Task prompt:
What's needed is a full, exact retyping of the records.

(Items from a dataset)
* * * * * * * * *

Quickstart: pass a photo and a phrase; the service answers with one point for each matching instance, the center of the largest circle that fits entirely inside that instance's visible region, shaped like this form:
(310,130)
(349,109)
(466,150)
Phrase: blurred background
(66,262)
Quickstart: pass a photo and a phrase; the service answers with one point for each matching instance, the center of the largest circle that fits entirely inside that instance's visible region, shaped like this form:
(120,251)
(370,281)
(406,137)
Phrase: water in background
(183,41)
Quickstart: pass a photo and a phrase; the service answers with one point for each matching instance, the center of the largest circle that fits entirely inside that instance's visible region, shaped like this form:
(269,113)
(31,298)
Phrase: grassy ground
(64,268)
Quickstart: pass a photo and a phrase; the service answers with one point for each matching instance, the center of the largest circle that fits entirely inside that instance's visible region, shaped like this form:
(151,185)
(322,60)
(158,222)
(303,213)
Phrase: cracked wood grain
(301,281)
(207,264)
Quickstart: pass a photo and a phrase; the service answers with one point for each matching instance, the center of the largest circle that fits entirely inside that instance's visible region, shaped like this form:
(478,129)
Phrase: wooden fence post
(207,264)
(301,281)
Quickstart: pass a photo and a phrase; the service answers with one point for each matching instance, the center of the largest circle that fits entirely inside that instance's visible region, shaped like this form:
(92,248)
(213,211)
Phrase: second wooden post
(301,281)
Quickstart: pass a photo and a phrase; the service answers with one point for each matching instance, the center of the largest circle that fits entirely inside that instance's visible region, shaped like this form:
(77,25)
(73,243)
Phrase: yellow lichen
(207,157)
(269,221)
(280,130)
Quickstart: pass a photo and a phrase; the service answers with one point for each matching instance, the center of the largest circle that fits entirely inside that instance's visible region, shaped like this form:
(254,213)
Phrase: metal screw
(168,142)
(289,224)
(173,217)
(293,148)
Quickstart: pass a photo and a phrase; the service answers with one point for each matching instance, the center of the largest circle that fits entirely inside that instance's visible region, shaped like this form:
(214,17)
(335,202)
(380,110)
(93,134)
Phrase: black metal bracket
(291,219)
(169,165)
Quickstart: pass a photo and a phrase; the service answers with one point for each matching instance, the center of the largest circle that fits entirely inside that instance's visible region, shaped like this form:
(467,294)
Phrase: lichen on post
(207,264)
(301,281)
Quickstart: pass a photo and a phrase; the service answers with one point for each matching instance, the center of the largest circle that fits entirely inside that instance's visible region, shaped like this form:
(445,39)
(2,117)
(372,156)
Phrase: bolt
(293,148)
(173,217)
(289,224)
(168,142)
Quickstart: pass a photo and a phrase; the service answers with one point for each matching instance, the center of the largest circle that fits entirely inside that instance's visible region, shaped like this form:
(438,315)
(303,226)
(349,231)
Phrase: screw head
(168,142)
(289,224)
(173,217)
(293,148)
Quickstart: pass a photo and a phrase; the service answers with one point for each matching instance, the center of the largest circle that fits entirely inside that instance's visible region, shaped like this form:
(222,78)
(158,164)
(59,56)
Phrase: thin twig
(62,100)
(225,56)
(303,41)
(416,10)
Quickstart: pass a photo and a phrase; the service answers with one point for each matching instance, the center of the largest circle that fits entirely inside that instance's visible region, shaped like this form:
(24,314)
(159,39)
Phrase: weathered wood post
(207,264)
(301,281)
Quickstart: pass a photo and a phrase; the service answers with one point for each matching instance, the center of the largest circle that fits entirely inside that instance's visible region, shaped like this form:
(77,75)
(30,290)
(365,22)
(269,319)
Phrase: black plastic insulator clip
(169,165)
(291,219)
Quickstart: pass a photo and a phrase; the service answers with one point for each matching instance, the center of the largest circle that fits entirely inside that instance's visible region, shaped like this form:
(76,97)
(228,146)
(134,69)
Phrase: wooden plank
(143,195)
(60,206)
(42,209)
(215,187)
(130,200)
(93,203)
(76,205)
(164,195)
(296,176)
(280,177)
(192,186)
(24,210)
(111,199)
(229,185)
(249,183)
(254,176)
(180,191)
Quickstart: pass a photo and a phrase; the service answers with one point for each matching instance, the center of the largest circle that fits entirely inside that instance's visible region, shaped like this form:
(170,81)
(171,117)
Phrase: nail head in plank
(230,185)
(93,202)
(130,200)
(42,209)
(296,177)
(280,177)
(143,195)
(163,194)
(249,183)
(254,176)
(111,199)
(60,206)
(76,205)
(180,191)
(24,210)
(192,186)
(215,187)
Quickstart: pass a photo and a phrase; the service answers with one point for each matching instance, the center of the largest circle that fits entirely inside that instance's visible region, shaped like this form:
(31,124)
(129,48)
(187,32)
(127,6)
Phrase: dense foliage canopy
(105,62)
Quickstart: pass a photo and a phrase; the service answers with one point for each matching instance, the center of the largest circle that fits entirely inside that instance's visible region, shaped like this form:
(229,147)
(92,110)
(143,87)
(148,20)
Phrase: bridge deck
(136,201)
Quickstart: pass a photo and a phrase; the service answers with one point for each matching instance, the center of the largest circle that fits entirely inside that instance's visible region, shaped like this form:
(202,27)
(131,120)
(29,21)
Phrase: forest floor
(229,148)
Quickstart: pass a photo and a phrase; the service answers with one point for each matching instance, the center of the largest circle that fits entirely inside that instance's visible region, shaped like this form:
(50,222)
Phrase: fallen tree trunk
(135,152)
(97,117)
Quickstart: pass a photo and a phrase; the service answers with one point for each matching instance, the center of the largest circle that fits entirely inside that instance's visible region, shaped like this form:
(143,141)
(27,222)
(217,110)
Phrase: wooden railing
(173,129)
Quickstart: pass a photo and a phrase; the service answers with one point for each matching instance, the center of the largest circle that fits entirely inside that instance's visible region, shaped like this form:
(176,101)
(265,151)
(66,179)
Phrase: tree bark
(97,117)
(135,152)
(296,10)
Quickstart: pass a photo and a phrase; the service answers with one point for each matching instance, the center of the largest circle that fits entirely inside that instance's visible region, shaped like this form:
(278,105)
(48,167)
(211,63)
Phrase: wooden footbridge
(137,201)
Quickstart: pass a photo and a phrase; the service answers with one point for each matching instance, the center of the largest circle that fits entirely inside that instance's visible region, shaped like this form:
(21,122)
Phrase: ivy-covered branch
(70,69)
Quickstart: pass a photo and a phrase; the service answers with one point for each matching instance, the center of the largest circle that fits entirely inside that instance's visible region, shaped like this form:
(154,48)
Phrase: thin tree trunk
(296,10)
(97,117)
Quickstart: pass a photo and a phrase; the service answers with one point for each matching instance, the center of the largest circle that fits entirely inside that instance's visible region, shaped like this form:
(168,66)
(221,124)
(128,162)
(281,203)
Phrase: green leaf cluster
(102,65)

* * * * * * * * *

Answer for the task:
Quickstart: pass a photo and a phrase; the service answers with one point for each matching instance, the center of the largest circle that fits entirely inside that instance's visible region, shaped like this form:
(310,130)
(349,109)
(466,150)
Phrase: blurred background
(66,262)
Quickstart: pass a photo and a phrase; the service answers with one point for each matching instance, the center of the largest circle that fits entirely inside that instance's visible region, shaped like this form:
(120,251)
(370,281)
(406,137)
Phrase: water in background
(183,41)
Quickstart: pass a photo and a phrase; the service answers with one point for each matching instance, the center of the largest circle that fits entirely inside that instance's visible region, shaped like this form:
(269,113)
(31,298)
Phrase: grassy ground
(64,268)
Quickstart: pass a photo and a phrase; the service answers with one point for each matching instance, the center of the largest circle that fits entirely inside that instance's visible region, shaped like this form:
(151,185)
(322,60)
(158,222)
(303,213)
Phrase: cracked wood grain
(301,281)
(207,264)
Quickstart: pass a photo and a phrase; the service answers with one point for each matching instance, the center of the largest circle that fits entirely inside that instance's visible region, shaped like this form:
(478,129)
Phrase: wooden fence post
(207,264)
(301,281)
Quickstart: pass a photo and a phrase; the service answers with one point for each matching instance, the center of the largest circle that fits entirely inside that instance's visible region, shaped like this form:
(92,248)
(213,211)
Phrase: second wooden post
(301,281)
Quickstart: pass a photo and a phrase; the service answers with one point for each matching instance, the center of the largest circle that fits entirely inside that instance's visible region, shaped like this form:
(77,25)
(73,243)
Phrase: yellow lichen
(207,157)
(269,221)
(280,130)
Quickstart: pass a photo and a phrase; the service answers with one point for each matching instance, the center of the largest circle that fits entirely inside that instance's visible region, shaped like this form:
(254,213)
Phrase: metal screw
(168,142)
(289,224)
(173,217)
(293,148)
Quickstart: pass a photo and a phrase; the service answers with one point for each matching instance, the center of the largest circle that fits entirely inside that instance's visible region, shaped like this form:
(214,17)
(335,202)
(380,110)
(93,134)
Phrase: black metal bracket
(291,219)
(169,165)
Quickstart: pass a photo and a phrase; the service answers with one point for each matching instance, the center of the largest circle that fits entirely inside that instance's visible region, shaped like this form:
(467,294)
Phrase: lichen on post
(207,264)
(301,281)
Quickstart: pass a photo and a phrase; the service answers with one point for each matching instance, the center of the largest circle that fits entirely inside that instance's visible region, shaped like this form:
(445,39)
(2,117)
(372,156)
Phrase: bolt
(293,148)
(173,217)
(289,224)
(168,142)
Quickstart: pass a photo and a phrase; the service answers with one point for each matching instance, the center of the largest circle that fits entirely inside that instance's visible region, shaped like this form:
(438,315)
(303,226)
(349,231)
Phrase: screw head
(168,142)
(289,224)
(173,217)
(293,148)
Quickstart: pass a photo and a phrase; the service answers with one point for each matching instance, the center of the largest circle that fits entirely inside that instance's visible region, shaped like this form:
(222,78)
(158,164)
(59,56)
Phrase: thin twig
(62,100)
(225,56)
(303,41)
(416,10)
Quickstart: pass a photo and a phrase; the service answers with one point for each matching instance, the center of the largest circle that fits entirely inside that instance's visible region, shaped like this form:
(24,314)
(159,39)
Phrase: weathered wood post
(207,264)
(301,281)
Quickstart: pass a photo and a phrase; the service answers with one point for each matching instance, the center of the largest circle that fits entirely inside that instance's visible region, shaped like this form:
(77,75)
(30,290)
(365,22)
(269,319)
Phrase: black plastic insulator clip
(169,165)
(291,219)
Quickstart: pass a photo and a phrase; the service answers with one point for each matching instance, the center of the largest circle that fits entirely inside that instance's visible region, shaped like this form:
(76,97)
(228,146)
(134,69)
Phrase: wooden plank
(143,195)
(60,206)
(42,209)
(215,187)
(130,200)
(93,203)
(76,205)
(164,195)
(296,176)
(280,177)
(192,186)
(24,210)
(111,199)
(229,185)
(249,183)
(254,176)
(180,191)
Quickstart: pass a photo and a phrase; the service answers with one point for each matching instance, the center of the largest circle that fits entirely inside that instance's visible region, shaped like this form:
(170,81)
(171,117)
Phrase: nail head in plank
(230,185)
(93,202)
(130,200)
(42,209)
(296,177)
(280,177)
(143,195)
(163,194)
(249,183)
(254,176)
(111,199)
(60,206)
(76,205)
(180,191)
(24,210)
(192,186)
(215,187)
Quickstart: pass a photo and a phrase; the service answers with one point for each matching instance, the center of the largest circle that fits entirely inside that instance's visible region, shaped like this form:
(31,124)
(129,48)
(187,32)
(127,6)
Phrase: dense foliage canopy
(105,62)
Quickstart: pass a photo and a phrase; the service answers with one point for each matching instance, the center of the largest circle that fits entirely inside that instance's visible region, shaped like this form:
(229,147)
(92,110)
(143,87)
(148,20)
Phrase: bridge deck
(136,201)
Quickstart: pass a photo and a phrase; the service answers with one point for each matching instance, the center of the largest circle that fits entirely inside that instance's visible region, shaped like this form:
(202,27)
(131,120)
(29,21)
Phrase: forest floor
(229,148)
Quickstart: pass a photo and a phrase; the service answers with one point for each matching instance, the center of the largest circle that fits entirely inside that instance's visible region, shaped like this form:
(50,222)
Phrase: fallen tree trunk
(135,152)
(97,117)
Quickstart: pass a photo and a phrase; the service answers with one point for each matching instance, the center of the largest circle that fits entirely inside that instance's visible region, shaped like this form:
(143,141)
(27,222)
(217,110)
Phrase: wooden railing
(173,129)
Quickstart: pass a photo and a phrase; the service answers with one point for each matching instance, the center of the largest circle that fits entirely inside that instance's visible region, shaped like this form:
(176,101)
(265,151)
(66,179)
Phrase: tree bark
(97,117)
(135,152)
(296,10)
Quickstart: pass a photo and a phrase; the service answers with one point for each matching instance, the center of the largest circle that fits entirely inside that instance's visible region, shaped like this form:
(278,105)
(48,167)
(211,63)
Phrase: wooden footbridge
(137,201)
Quickstart: pass a photo and a phrase; the service answers with one point for each matching instance, the center of the largest circle that fits entirely inside that instance's visible region, shaped like this form:
(21,122)
Phrase: ivy-covered branch
(70,69)
Quickstart: pass a photo and a phrase; the service answers with one point for each matching instance, the center of the largest circle that fits entirely inside that instance's visible region, shaped like this form:
(154,48)
Phrase: thin tree trunk
(296,10)
(97,117)
Quickstart: pass a photo and a phrase; the service answers with one point for each matching instance, the center of the largest circle that fits entirely inside that instance's visible region, shaped like this form:
(168,66)
(221,124)
(128,162)
(281,203)
Phrase: green leaf cluster
(102,65)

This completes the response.